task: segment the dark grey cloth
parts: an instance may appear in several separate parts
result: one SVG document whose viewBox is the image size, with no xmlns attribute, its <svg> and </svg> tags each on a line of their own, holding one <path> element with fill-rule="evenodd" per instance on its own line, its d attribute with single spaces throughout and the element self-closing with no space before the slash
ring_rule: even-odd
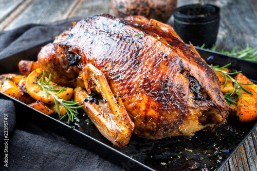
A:
<svg viewBox="0 0 257 171">
<path fill-rule="evenodd" d="M 0 58 L 53 39 L 55 36 L 70 27 L 71 21 L 79 19 L 72 18 L 45 25 L 28 25 L 0 32 Z M 22 122 L 19 122 L 19 119 L 15 120 L 14 109 L 12 101 L 0 99 L 0 170 L 121 170 L 119 166 L 90 151 L 73 144 L 32 122 L 26 119 Z M 8 115 L 7 146 L 4 144 L 5 114 Z M 8 153 L 4 152 L 6 147 Z M 7 153 L 8 167 L 4 166 L 6 163 L 4 162 Z"/>
</svg>

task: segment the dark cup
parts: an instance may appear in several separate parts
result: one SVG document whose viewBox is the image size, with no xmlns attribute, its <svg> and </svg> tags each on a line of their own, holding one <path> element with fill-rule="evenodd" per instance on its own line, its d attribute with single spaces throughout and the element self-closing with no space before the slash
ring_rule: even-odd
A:
<svg viewBox="0 0 257 171">
<path fill-rule="evenodd" d="M 176 8 L 174 28 L 186 44 L 210 48 L 215 44 L 219 25 L 219 8 L 207 4 L 192 4 Z"/>
</svg>

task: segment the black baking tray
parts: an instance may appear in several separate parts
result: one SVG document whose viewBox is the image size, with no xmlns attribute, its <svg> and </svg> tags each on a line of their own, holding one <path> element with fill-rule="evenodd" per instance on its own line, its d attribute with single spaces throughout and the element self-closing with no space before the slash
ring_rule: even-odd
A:
<svg viewBox="0 0 257 171">
<path fill-rule="evenodd" d="M 20 60 L 36 60 L 41 47 L 36 46 L 0 59 L 0 74 L 19 73 Z M 257 63 L 240 59 L 219 53 L 196 48 L 209 64 L 224 66 L 231 63 L 229 68 L 243 71 L 255 83 Z M 90 149 L 102 157 L 118 164 L 125 170 L 219 170 L 257 126 L 257 121 L 242 123 L 228 118 L 225 125 L 214 131 L 200 131 L 191 138 L 171 137 L 150 140 L 133 135 L 130 142 L 117 147 L 103 137 L 95 125 L 88 123 L 84 112 L 78 117 L 79 122 L 68 124 L 59 121 L 57 116 L 47 116 L 20 101 L 0 92 L 0 98 L 10 99 L 19 109 L 17 122 L 26 115 L 33 122 L 56 132 L 81 147 Z M 47 124 L 45 124 L 47 123 Z"/>
</svg>

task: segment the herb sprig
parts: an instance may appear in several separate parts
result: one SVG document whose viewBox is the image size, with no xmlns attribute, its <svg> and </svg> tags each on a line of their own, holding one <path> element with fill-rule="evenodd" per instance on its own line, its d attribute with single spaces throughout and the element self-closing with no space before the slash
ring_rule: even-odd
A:
<svg viewBox="0 0 257 171">
<path fill-rule="evenodd" d="M 78 114 L 77 109 L 82 107 L 83 105 L 80 106 L 74 106 L 79 104 L 79 102 L 75 102 L 73 101 L 67 101 L 64 100 L 62 98 L 58 96 L 58 94 L 62 93 L 62 92 L 65 91 L 65 87 L 63 87 L 61 89 L 54 89 L 54 86 L 52 85 L 49 85 L 49 83 L 51 81 L 51 74 L 49 74 L 48 79 L 46 82 L 44 81 L 45 78 L 45 71 L 43 71 L 43 75 L 40 79 L 38 81 L 39 85 L 41 86 L 45 93 L 45 95 L 47 98 L 47 93 L 50 94 L 53 97 L 53 100 L 56 105 L 57 109 L 57 111 L 59 116 L 60 116 L 60 108 L 59 103 L 61 104 L 66 112 L 66 114 L 61 117 L 60 120 L 61 120 L 63 118 L 65 118 L 67 116 L 69 117 L 68 119 L 68 122 L 74 122 L 74 118 L 76 118 L 79 121 L 79 119 L 76 116 L 76 114 Z"/>
<path fill-rule="evenodd" d="M 224 71 L 223 70 L 226 69 L 229 66 L 231 63 L 228 63 L 223 67 L 219 67 L 219 66 L 213 66 L 212 64 L 211 65 L 211 67 L 212 68 L 212 69 L 215 70 L 216 71 L 218 72 L 221 75 L 222 75 L 225 78 L 225 82 L 224 83 L 224 86 L 223 87 L 223 88 L 224 88 L 226 86 L 227 86 L 227 83 L 228 82 L 228 78 L 230 79 L 231 80 L 231 81 L 234 83 L 234 90 L 232 92 L 229 92 L 229 91 L 228 91 L 225 94 L 224 94 L 224 97 L 228 102 L 228 103 L 230 104 L 230 103 L 234 103 L 235 104 L 236 104 L 236 102 L 234 101 L 232 98 L 233 98 L 233 94 L 235 92 L 236 90 L 236 89 L 237 89 L 237 95 L 238 97 L 239 98 L 239 95 L 240 95 L 240 89 L 243 90 L 245 92 L 249 93 L 250 94 L 252 94 L 252 93 L 246 90 L 245 88 L 244 88 L 242 85 L 251 85 L 252 84 L 252 83 L 241 83 L 237 81 L 236 81 L 232 77 L 231 77 L 231 75 L 235 75 L 237 74 L 238 73 L 240 73 L 242 72 L 242 71 L 237 71 L 237 72 L 232 72 L 232 73 L 229 73 L 228 72 Z"/>
<path fill-rule="evenodd" d="M 204 44 L 200 48 L 204 48 L 205 44 Z M 210 50 L 215 51 L 217 48 L 217 46 L 214 45 Z M 252 48 L 249 47 L 249 44 L 247 44 L 246 47 L 241 51 L 237 51 L 238 47 L 235 45 L 233 50 L 229 52 L 226 50 L 225 48 L 223 48 L 220 53 L 232 56 L 238 58 L 244 59 L 248 60 L 257 62 L 257 47 Z"/>
</svg>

- YOUR TASK:
Copy out each line word for word, please, skipping the images.

- OUTPUT:
task: segment the dark grey cloth
parts: an instance may appear in several separate parts
result: one SVG document whose viewBox is the image size, with no xmlns attribute, its <svg> and </svg> tags each on a line of their own, holding one <path> element with fill-rule="evenodd" per instance on its own line, its d attribute with single spaces throughout and the element self-closing with no space before the slash
ring_rule: even-odd
A:
<svg viewBox="0 0 257 171">
<path fill-rule="evenodd" d="M 0 58 L 53 39 L 55 36 L 70 27 L 71 21 L 79 19 L 72 18 L 45 25 L 28 25 L 0 32 Z M 22 122 L 19 122 L 19 119 L 15 120 L 14 109 L 12 101 L 0 99 L 0 170 L 121 170 L 119 166 L 90 151 L 73 144 L 32 122 L 26 119 Z M 8 115 L 7 146 L 4 144 L 5 114 Z M 8 153 L 4 152 L 6 147 Z M 7 153 L 8 167 L 4 166 L 6 163 L 4 162 Z"/>
</svg>

task: segment the dark cup
parts: an instance may appear in several separate parts
result: one SVG document whose viewBox is the image size, with no xmlns attribute, its <svg> and </svg> tags each on a line of their own, holding one <path> element with fill-rule="evenodd" per instance on its own line, its d attribute with single spaces throughout and the element self-closing with no space before the slash
ring_rule: even-odd
A:
<svg viewBox="0 0 257 171">
<path fill-rule="evenodd" d="M 176 8 L 174 28 L 186 44 L 210 48 L 215 44 L 219 25 L 219 8 L 207 4 L 192 4 Z"/>
</svg>

task: segment the black baking tray
parts: an instance may appear in several separate parts
result: one SVG document whose viewBox is the image size, with no xmlns attribute, its <svg> and </svg> tags each on a line of their own, holding one <path> element with fill-rule="evenodd" per instance on its own line, its d attribute with single spaces throughout and the element self-closing with no space before the slash
ring_rule: even-odd
A:
<svg viewBox="0 0 257 171">
<path fill-rule="evenodd" d="M 20 60 L 36 60 L 41 47 L 36 46 L 0 59 L 0 74 L 19 73 Z M 257 63 L 240 59 L 219 53 L 196 48 L 209 64 L 224 66 L 231 63 L 229 68 L 243 71 L 255 83 Z M 90 149 L 102 157 L 118 164 L 125 170 L 219 170 L 257 126 L 257 121 L 242 123 L 228 118 L 225 125 L 214 131 L 200 131 L 191 138 L 171 137 L 150 140 L 133 135 L 130 142 L 117 147 L 103 137 L 95 125 L 88 123 L 84 112 L 78 117 L 79 122 L 68 124 L 59 121 L 57 116 L 47 116 L 20 101 L 0 92 L 0 98 L 10 99 L 19 109 L 17 122 L 26 115 L 33 122 L 56 132 L 81 147 Z M 47 124 L 45 124 L 47 123 Z"/>
</svg>

task: segment the herb sprig
parts: an instance may appear in several separate parts
result: one SVG document whose viewBox is the image size, with no xmlns attribute, its <svg> and </svg> tags each on a line of their own, holding one <path> element with fill-rule="evenodd" per instance on its own line, its d attribute with single spaces throughout and the element self-closing with no space before the slash
ring_rule: even-odd
A:
<svg viewBox="0 0 257 171">
<path fill-rule="evenodd" d="M 78 114 L 77 109 L 82 107 L 83 105 L 80 106 L 74 106 L 79 104 L 79 102 L 75 102 L 73 101 L 67 101 L 64 100 L 62 98 L 58 96 L 58 94 L 62 93 L 62 92 L 65 91 L 65 87 L 63 87 L 61 89 L 54 89 L 54 86 L 52 85 L 49 85 L 49 83 L 51 81 L 51 74 L 49 74 L 48 79 L 46 82 L 44 81 L 45 78 L 45 71 L 43 71 L 43 75 L 40 79 L 38 81 L 39 85 L 41 86 L 45 93 L 45 95 L 47 98 L 47 93 L 50 94 L 53 97 L 53 100 L 56 105 L 57 109 L 57 111 L 59 116 L 60 116 L 60 108 L 59 103 L 61 104 L 66 112 L 66 114 L 61 117 L 60 120 L 61 120 L 63 118 L 65 118 L 67 116 L 69 117 L 68 119 L 68 122 L 74 122 L 74 118 L 76 118 L 79 121 L 79 119 L 76 116 L 76 114 Z"/>
<path fill-rule="evenodd" d="M 224 71 L 223 70 L 226 69 L 229 66 L 231 63 L 228 63 L 223 67 L 219 67 L 219 66 L 213 66 L 212 64 L 211 65 L 211 67 L 212 68 L 212 69 L 215 70 L 216 71 L 218 72 L 221 75 L 222 75 L 225 78 L 225 82 L 224 83 L 224 86 L 223 87 L 223 88 L 224 88 L 226 86 L 227 86 L 227 83 L 228 82 L 228 78 L 230 79 L 231 80 L 231 81 L 234 83 L 234 90 L 232 92 L 229 92 L 229 91 L 228 91 L 225 94 L 224 94 L 224 97 L 228 102 L 228 103 L 230 104 L 230 103 L 234 103 L 235 104 L 236 104 L 236 102 L 234 101 L 232 98 L 233 98 L 233 94 L 235 92 L 236 90 L 236 89 L 237 89 L 237 95 L 238 97 L 239 98 L 239 95 L 240 95 L 240 89 L 243 90 L 245 92 L 249 93 L 250 94 L 252 94 L 252 93 L 246 90 L 245 88 L 244 88 L 242 85 L 251 85 L 252 84 L 252 83 L 241 83 L 237 81 L 236 81 L 232 77 L 231 77 L 231 75 L 235 75 L 237 74 L 238 73 L 240 73 L 242 72 L 242 71 L 237 71 L 237 72 L 232 72 L 232 73 L 229 73 L 228 72 Z"/>
<path fill-rule="evenodd" d="M 204 44 L 200 48 L 204 48 L 205 44 Z M 210 50 L 215 51 L 217 48 L 217 46 L 214 45 Z M 252 48 L 249 47 L 249 44 L 247 44 L 246 47 L 241 51 L 237 51 L 238 47 L 235 45 L 233 50 L 229 52 L 226 50 L 225 48 L 223 48 L 220 53 L 232 56 L 238 58 L 244 59 L 248 60 L 257 62 L 257 47 Z"/>
</svg>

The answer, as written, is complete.